» Directions for this task
Copy out, word for word, the lines of the entries below, from the line that contains "Task: mark one point on every instance of the weathered" through the end of the entries.
# START OF Material for this task
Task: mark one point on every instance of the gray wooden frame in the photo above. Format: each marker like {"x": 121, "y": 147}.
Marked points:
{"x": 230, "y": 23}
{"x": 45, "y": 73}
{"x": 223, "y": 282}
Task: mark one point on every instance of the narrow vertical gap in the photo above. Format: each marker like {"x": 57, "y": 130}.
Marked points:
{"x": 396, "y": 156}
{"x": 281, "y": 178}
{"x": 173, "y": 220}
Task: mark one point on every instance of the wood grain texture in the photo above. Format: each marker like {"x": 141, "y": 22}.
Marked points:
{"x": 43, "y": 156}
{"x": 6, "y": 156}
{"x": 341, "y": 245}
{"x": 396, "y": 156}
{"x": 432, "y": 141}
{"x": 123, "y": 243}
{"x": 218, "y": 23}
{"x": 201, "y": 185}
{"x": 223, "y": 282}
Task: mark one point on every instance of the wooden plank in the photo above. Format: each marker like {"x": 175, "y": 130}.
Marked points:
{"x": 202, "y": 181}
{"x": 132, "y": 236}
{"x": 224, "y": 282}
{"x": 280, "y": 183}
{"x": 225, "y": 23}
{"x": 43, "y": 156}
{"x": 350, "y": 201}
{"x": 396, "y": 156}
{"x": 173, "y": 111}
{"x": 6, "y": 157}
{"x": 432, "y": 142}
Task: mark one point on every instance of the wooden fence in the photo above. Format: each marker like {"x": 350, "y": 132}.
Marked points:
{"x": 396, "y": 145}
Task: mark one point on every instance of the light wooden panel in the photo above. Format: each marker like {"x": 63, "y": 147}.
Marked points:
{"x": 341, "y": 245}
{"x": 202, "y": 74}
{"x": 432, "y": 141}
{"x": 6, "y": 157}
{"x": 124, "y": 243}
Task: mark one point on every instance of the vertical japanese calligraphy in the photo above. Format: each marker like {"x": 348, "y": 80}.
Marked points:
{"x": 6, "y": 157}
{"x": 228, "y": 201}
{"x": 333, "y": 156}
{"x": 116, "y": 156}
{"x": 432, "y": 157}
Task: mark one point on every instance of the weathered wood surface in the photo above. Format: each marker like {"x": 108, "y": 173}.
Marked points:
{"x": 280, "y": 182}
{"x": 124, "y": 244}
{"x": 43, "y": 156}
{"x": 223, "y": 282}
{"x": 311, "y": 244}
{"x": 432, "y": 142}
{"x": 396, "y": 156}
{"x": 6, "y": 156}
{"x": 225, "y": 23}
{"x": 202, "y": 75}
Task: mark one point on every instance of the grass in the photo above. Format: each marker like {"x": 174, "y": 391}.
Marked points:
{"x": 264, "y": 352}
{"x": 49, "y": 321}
# END OF Material for this task
» Response to the task
Task: mark one point on every instance of the weathered wood surface in the photo above. Format: each marker like {"x": 108, "y": 173}.
Marked points:
{"x": 280, "y": 182}
{"x": 124, "y": 244}
{"x": 43, "y": 156}
{"x": 223, "y": 282}
{"x": 311, "y": 244}
{"x": 432, "y": 142}
{"x": 396, "y": 156}
{"x": 6, "y": 156}
{"x": 225, "y": 23}
{"x": 202, "y": 75}
Task: mark one point on every instance of the grass in the photo above. Format: each marker like {"x": 174, "y": 391}.
Marked points:
{"x": 264, "y": 352}
{"x": 49, "y": 321}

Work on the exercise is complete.